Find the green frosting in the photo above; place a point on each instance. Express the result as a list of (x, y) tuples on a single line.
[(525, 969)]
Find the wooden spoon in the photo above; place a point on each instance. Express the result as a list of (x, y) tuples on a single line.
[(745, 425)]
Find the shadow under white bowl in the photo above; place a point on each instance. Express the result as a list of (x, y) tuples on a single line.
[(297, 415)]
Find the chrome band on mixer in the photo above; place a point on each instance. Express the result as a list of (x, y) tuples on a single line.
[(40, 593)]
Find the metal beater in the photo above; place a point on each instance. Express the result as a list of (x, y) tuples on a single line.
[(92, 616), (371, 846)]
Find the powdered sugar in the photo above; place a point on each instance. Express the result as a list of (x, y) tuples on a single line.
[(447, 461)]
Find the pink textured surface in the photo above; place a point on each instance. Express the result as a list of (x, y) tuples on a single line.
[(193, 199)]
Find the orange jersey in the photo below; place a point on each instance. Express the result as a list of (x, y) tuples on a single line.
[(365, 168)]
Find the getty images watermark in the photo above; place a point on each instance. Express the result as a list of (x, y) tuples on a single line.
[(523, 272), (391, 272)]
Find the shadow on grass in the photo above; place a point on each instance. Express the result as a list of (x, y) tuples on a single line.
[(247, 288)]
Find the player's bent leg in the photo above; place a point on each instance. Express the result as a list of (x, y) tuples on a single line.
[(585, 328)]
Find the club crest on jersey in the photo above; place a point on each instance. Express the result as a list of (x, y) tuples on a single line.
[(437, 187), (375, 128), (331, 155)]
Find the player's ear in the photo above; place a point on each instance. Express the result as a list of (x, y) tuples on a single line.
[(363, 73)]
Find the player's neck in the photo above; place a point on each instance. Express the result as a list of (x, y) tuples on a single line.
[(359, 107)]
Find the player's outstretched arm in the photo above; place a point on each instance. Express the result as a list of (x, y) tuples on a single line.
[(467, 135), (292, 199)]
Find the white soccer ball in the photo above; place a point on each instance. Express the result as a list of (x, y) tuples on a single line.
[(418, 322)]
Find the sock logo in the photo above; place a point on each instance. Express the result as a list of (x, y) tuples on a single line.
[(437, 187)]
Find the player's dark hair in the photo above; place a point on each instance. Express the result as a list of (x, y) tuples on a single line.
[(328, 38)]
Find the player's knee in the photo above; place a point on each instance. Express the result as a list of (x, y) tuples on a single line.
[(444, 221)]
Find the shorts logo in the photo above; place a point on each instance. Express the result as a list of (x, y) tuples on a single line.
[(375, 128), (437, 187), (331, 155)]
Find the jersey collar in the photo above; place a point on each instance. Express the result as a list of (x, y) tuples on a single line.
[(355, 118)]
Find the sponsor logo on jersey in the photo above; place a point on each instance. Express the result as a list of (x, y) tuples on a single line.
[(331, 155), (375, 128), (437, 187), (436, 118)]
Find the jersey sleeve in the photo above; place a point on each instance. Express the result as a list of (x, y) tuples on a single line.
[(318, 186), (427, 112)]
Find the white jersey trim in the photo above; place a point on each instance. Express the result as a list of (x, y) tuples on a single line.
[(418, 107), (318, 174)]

Task requirements: Everything from the line with "Find the white jersey" through the last line of the data is to be retyped verbatim, with no other text.

Response to this task:
Find the white jersey trim in the photo above; place a point on each instance. Express the result as a list of (x, y) tuples on a single line.
[(418, 107), (318, 174)]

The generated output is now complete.